> EXERCISE: Repeat the records word for word, starting at the line that contains "In this photo, where can the white van's rear" and ending at the line that contains "pixel 255 218", with both of those lines included.

- - -

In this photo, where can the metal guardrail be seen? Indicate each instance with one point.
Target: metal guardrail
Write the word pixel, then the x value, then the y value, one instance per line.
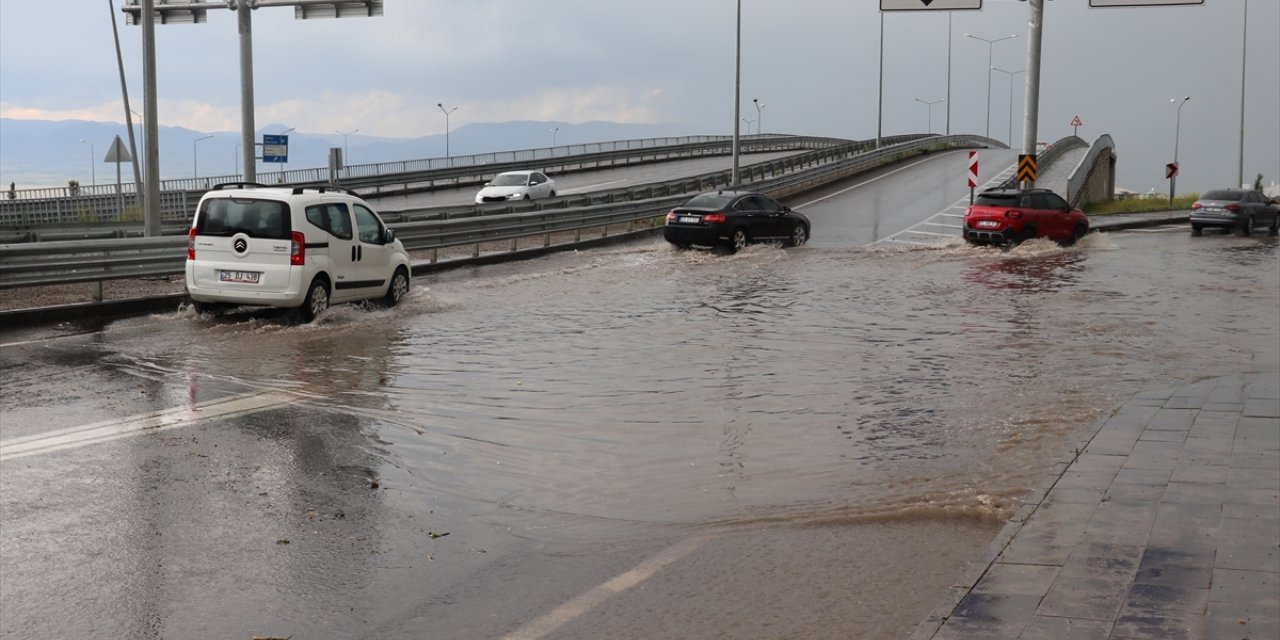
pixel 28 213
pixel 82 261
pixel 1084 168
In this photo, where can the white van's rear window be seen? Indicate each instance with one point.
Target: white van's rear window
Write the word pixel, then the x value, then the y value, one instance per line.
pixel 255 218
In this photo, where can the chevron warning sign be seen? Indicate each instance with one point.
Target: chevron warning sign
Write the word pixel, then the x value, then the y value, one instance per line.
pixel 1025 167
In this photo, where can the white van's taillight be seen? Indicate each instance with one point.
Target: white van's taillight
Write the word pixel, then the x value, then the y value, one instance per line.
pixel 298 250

- - -

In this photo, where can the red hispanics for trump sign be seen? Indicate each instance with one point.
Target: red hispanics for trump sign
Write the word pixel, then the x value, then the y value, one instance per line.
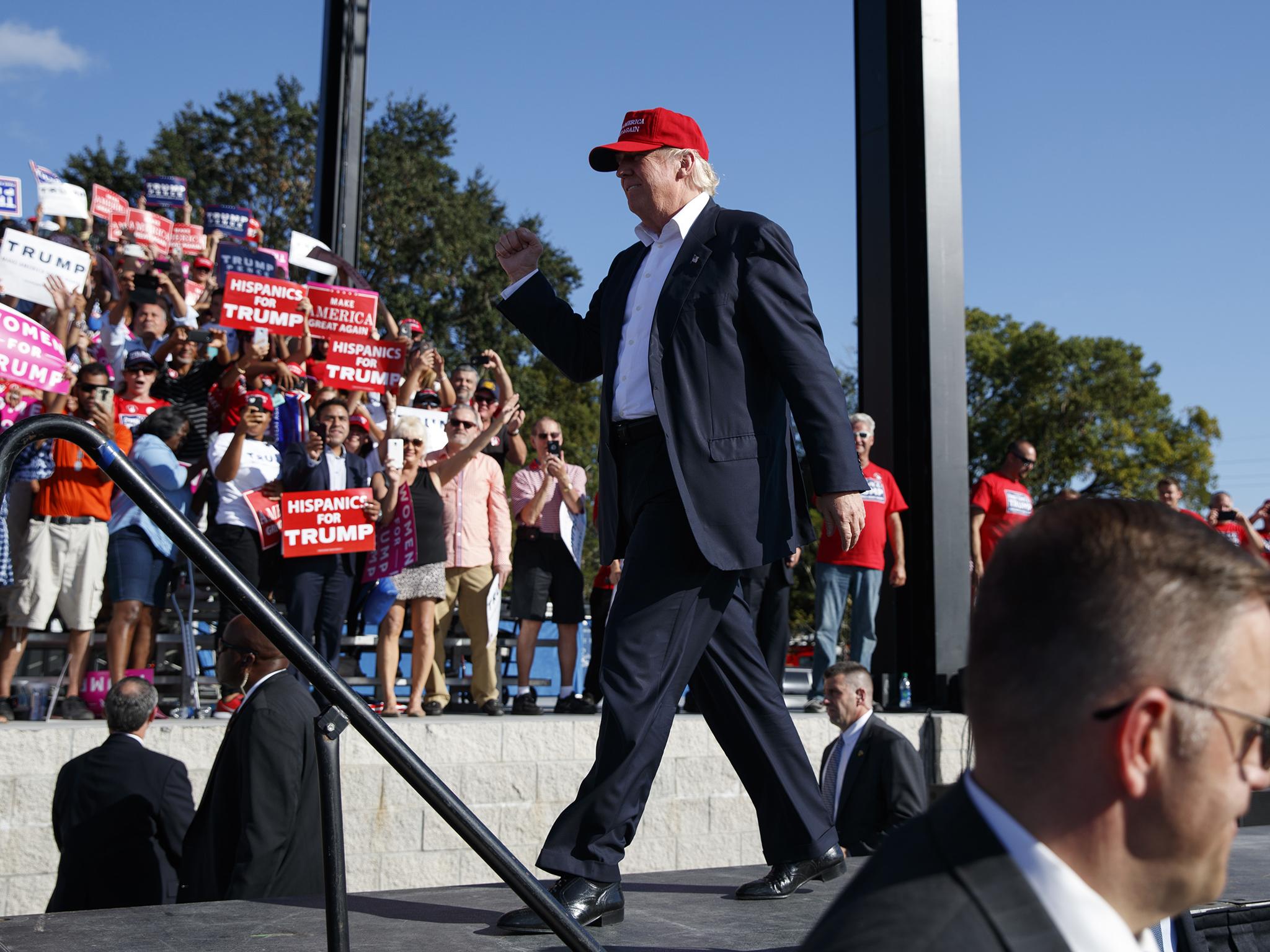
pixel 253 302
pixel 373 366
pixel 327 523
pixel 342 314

- - -

> COMPLETE ANSWER:
In this photo, where can the white van's rear window be seen? Indicate each instance with one point.
Target: white van's rear window
Write the word pixel, then the x value, then the y value, one instance per line.
pixel 255 218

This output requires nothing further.